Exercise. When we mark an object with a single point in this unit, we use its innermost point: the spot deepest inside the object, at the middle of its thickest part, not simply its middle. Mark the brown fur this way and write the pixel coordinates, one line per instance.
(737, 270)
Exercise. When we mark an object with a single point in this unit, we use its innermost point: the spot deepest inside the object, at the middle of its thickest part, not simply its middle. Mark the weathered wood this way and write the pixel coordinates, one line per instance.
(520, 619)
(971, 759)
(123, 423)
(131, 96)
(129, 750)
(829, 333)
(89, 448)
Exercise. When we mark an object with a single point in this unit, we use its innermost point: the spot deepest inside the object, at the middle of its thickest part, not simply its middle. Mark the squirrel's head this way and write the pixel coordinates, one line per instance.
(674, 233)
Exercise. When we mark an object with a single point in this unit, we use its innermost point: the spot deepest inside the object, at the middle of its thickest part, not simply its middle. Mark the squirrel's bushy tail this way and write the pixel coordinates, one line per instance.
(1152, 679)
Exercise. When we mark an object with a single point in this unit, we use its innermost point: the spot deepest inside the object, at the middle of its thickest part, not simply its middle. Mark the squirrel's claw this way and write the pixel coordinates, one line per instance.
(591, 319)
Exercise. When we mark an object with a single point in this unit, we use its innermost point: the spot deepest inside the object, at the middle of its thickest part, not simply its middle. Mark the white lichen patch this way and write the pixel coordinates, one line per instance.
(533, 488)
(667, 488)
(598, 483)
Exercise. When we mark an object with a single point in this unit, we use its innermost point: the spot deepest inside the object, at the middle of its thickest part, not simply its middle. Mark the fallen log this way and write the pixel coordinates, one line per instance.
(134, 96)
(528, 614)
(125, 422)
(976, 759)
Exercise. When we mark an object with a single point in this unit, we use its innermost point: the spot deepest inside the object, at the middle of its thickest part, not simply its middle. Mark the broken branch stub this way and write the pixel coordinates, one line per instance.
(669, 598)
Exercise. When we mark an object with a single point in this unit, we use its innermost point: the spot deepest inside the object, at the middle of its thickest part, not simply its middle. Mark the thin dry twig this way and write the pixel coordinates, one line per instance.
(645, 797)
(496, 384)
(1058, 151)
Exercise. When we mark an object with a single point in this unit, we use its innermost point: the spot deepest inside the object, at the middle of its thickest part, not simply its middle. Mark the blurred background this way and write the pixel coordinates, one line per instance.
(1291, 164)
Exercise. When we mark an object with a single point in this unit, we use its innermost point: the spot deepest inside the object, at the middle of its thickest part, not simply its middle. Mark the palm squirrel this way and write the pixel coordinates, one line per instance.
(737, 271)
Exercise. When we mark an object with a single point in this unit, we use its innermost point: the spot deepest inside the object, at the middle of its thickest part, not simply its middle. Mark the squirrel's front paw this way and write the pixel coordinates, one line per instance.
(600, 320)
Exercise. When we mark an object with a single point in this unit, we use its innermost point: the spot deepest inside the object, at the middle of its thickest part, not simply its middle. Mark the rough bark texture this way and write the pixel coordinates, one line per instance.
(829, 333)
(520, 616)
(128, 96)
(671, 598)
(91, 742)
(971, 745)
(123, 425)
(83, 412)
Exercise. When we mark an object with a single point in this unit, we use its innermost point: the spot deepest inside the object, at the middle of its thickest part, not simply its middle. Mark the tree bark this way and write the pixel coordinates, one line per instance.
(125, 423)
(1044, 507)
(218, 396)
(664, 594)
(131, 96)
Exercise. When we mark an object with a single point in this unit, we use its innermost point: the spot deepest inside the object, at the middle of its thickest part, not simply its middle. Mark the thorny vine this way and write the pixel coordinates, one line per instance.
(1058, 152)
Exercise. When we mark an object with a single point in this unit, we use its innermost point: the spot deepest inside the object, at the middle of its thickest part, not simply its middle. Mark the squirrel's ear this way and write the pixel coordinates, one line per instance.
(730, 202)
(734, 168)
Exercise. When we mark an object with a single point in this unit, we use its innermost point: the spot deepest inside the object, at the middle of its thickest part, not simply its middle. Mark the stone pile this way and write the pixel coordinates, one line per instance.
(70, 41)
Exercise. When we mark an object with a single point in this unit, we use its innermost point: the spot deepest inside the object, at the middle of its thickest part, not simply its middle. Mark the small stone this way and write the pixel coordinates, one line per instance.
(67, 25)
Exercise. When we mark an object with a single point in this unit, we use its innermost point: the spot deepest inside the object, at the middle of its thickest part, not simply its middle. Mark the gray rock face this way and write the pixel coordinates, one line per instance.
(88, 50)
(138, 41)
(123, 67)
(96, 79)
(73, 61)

#####

Direction — Copy the material above verbatim, keeping every line in its original order.

Solution to this exercise —
Exercise. When we mark an object with a single point in this unit, we use its innermost point: the spot deepest inside the object, at the middle of its thickest part, not simply its middle. Mark the brown fur this way and write the pixel coordinates, one line per instance.
(737, 270)
Exercise. When we mark an object with a single point in this unit, we use its innermost point: the spot deepest inside the object, at the middle of its thickest part, not simply its middle. Mark the weathered wood this way and write the pixel coordinates, one line per instance.
(520, 619)
(971, 759)
(123, 423)
(131, 96)
(129, 750)
(829, 333)
(89, 448)
Exercise. When we mark an object with a single point in this unit, we use its innermost point: the spot deepest inside the object, at the middle of its thickest part, not simply its middle. Mark the squirrel's head this way and write the pixel coordinates, one line per instance.
(674, 233)
Exercise. When we mark an object with a single point in this unit, we use its innermost point: the spot deepest inside the object, at the middle of its thickest part, not simply its middle. Mark the squirrel's bushy tail this way and write the pixel coordinates, one line per instance.
(1152, 679)
Exercise. When we mark an object with a single point in this unit, we use its innermost point: the spot deepest inside the object, at the middle of its thickest part, not simply its middle. Mark the squirrel's claw this way and write the pixel coordinates, one line per instance.
(591, 319)
Exercise. When we mark an object with a single point in this unit, we use its innermost point: the spot deepest inside the object, at the middle of its thickest part, not simply its middle. Mark the white lichen patch this way and write the pixel coordinates, one line per instance.
(533, 488)
(667, 488)
(598, 483)
Exercise. When we mark an object with a single point in this unit, we use its innermost point: the spot deepest inside the object, at the middle of its thickest part, not simply its middle. Mark the fallen log this way and write the pixel coordinates, one line per instance.
(134, 96)
(528, 614)
(125, 422)
(976, 759)
Exercise. When we mark an object with a single point in this unit, we use its innermost point: the spot deepest inside the object, at the middle of its thickest part, not simply its middle. Mark the broken branch stub this way and write the pixel coordinates, one line per instance.
(669, 598)
Exercise. When we mark an object with a single point in this unit, we use its innermost point: the spot deepest inside the object, at the middle of its thickest part, not simply its middle. Mark the thin dry twig this way and write the pixel coordinates, one line per instance.
(645, 797)
(496, 384)
(1058, 151)
Exercise. When we mark an object with a single point in this unit, we use its innermost point: the spot deepest inside the object, at the middle of its thickest part, not simply its middle. Mark the blurred background this way and write the pixel coordinates, one line per instance.
(1291, 164)
Exercise. When we mark an object with a single point in this unit, we use its innermost point: the spot deepest inside the object, at the middle of its thickest part, not simply its middle. Mark the palm squirrel this way and write the pixel coordinates, one line per instance.
(737, 271)
Exercise. When we mark an object with a single point in this unit, we use its innermost point: the spot deepest inside the object, at the middle of its thickest part, not simply its middle. Mark the squirrel's front paw this way and write the pixel coordinates, one line per instance.
(600, 320)
Exercise. When we mark an object with a single point in this unit, we use its innermost point: the spot deepest inside the object, at the middle of its thickest part, not simply its middle. Mark the rough bark texture this way and write the pixel coordinates, one line per instance.
(829, 333)
(520, 616)
(128, 96)
(671, 598)
(91, 742)
(971, 745)
(123, 425)
(83, 412)
Exercise. When we mark an object with a single point in this unit, we use its innermost point: the spot deepest inside the object, at the middle of its thickest part, not simply its middle. Mark the tree bark this way and write the pixel coordinates, one line per instance.
(125, 423)
(1044, 507)
(218, 396)
(664, 594)
(131, 96)
Exercise. When we mark an object with a single point in this unit, we use its innermost point: the spot deepest inside the object, at the middle of its thickest part, not simply its middle. Mark the thorny vine this way and write the pixel coordinates, one line per instance.
(1058, 152)
Exercise. When we mark an object with a single point in this unit, we use its innermost point: the spot deepest inside the object, at the middle of its thickest part, not simply its middle. Mark the squirrel's ear this way and write the pixel coordinates, one line per instance.
(730, 202)
(734, 168)
Exercise. When we mark an object with a single point in this unit, we use its innermost point: the spot deepest inside the object, at the middle of its thickest part, not simply its middle. Mark the stone pile this way and write the pixel coordinates, one line per instance.
(70, 41)
Exercise. When we mark an object with a single point in this unit, we use its innermost point: the spot deepest inside the object, at the middle of its thickest part, not simply its middle. Mark the small stone this way and write the pixel coordinates, one line per instance.
(67, 25)
Exercise. When we mark an object with a single point in this unit, we use its innermost point: the spot deepest inside the object, at the middle of its thickest part, not simply its middle. Mark the gray rock face this way and write the pixel coordinates, one line per instance.
(88, 50)
(138, 41)
(123, 67)
(96, 79)
(73, 61)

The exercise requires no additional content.